=== ACTIVITY ===
Taking the data below line by line, count those that include the word "utility" and report the number alone.

Entries taken from a collection
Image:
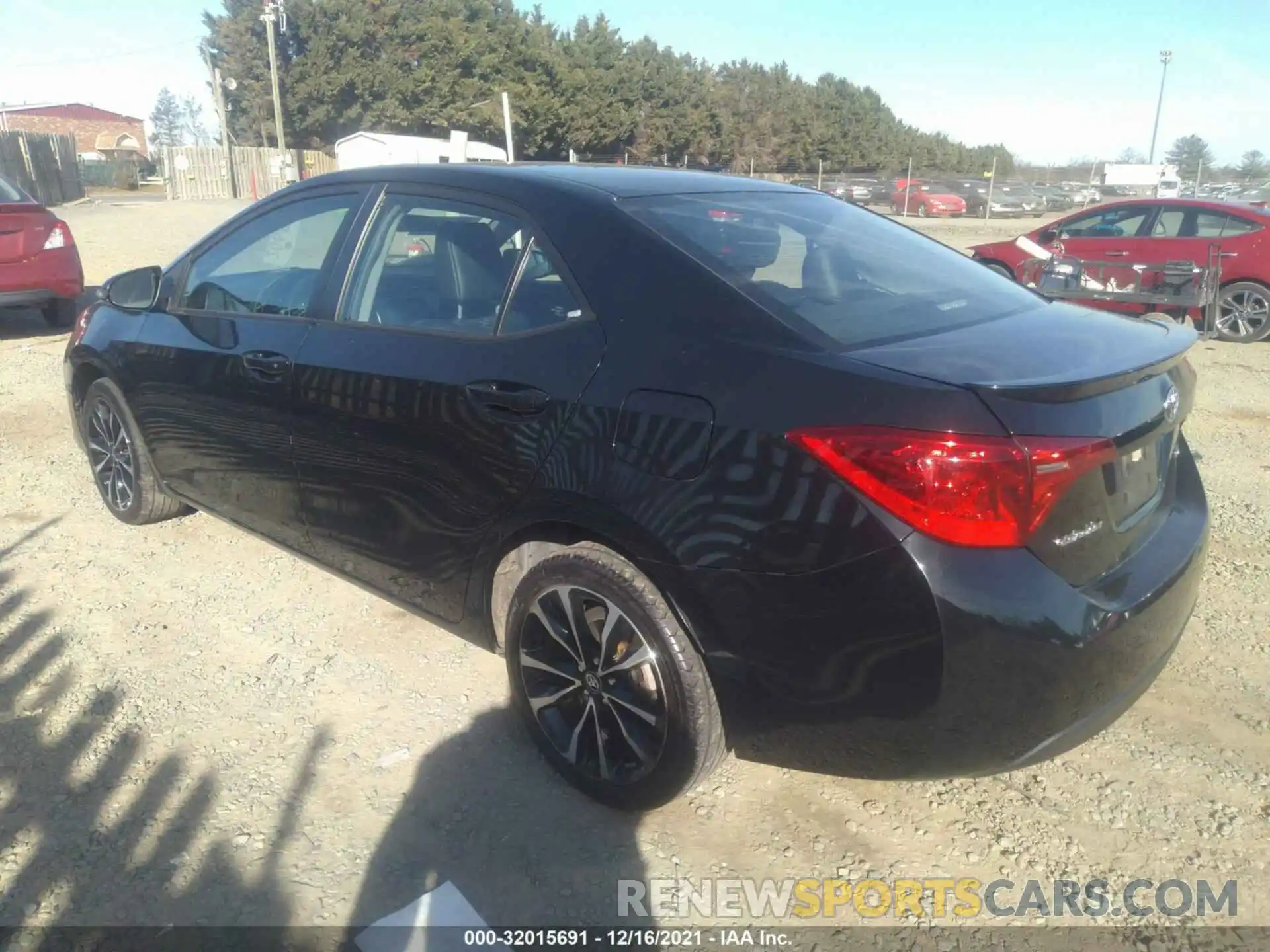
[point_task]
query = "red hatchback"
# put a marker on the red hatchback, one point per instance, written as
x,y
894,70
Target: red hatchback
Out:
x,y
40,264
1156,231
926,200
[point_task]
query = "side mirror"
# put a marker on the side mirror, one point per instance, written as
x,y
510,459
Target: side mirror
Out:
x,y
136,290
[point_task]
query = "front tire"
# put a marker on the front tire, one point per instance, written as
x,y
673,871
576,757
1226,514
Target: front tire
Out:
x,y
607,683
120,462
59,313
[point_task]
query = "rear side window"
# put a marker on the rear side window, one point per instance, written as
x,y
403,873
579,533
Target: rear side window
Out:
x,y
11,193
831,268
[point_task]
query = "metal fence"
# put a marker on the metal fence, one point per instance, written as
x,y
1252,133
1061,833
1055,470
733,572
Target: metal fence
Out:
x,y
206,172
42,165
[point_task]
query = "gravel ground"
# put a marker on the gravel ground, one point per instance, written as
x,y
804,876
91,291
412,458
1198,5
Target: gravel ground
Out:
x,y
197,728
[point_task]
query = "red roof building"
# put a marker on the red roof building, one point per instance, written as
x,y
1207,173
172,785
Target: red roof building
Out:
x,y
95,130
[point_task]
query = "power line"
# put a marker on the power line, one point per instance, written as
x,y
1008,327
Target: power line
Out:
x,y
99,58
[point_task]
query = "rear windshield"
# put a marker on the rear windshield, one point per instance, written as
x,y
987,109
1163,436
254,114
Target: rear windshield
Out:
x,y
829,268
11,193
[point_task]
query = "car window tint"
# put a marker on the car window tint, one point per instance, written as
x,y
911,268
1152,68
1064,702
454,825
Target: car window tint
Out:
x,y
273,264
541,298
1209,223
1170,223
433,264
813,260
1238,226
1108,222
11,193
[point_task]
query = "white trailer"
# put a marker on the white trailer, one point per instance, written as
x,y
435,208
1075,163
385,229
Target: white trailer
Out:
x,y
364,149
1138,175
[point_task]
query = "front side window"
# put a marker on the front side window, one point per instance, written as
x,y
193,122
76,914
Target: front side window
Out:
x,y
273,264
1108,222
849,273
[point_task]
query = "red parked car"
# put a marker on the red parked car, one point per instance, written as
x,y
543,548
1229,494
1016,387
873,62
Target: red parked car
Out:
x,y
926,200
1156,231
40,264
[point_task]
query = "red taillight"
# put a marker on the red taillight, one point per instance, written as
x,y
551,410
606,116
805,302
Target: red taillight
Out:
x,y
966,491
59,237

==

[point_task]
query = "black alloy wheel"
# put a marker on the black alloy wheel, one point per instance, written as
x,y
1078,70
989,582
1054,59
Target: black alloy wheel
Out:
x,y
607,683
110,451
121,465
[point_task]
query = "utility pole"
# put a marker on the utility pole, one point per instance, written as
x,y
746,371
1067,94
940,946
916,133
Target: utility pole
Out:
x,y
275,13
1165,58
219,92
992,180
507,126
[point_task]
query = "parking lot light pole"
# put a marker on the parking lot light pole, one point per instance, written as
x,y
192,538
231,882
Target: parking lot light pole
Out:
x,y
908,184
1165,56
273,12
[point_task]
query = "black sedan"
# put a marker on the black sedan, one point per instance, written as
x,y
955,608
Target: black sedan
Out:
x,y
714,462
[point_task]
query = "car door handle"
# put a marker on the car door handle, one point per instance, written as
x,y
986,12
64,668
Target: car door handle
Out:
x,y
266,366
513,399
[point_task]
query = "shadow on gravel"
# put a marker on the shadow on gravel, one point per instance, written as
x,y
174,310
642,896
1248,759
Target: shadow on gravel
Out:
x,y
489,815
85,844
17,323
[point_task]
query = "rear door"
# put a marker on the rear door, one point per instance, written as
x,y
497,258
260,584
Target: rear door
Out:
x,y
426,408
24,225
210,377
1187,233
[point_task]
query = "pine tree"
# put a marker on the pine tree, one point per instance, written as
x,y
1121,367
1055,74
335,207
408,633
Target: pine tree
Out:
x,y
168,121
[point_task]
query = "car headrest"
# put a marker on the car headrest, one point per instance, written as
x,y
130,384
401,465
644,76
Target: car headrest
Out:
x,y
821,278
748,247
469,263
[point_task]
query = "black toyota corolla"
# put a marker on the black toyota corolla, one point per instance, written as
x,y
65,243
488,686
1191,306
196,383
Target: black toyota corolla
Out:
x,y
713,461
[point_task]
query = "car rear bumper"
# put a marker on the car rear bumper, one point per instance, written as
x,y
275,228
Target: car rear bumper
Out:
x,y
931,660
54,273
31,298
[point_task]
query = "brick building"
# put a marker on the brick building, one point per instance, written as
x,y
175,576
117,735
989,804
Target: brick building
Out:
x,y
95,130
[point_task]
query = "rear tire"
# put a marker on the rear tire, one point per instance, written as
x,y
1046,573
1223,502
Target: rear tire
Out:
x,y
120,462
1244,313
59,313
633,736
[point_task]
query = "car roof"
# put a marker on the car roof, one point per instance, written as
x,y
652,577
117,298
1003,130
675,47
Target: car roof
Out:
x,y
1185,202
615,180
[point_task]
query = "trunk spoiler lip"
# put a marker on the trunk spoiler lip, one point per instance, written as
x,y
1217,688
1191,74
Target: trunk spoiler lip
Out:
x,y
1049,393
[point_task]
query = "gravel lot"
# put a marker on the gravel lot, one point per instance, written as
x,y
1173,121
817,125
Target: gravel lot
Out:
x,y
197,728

=== TASK OUTPUT ===
3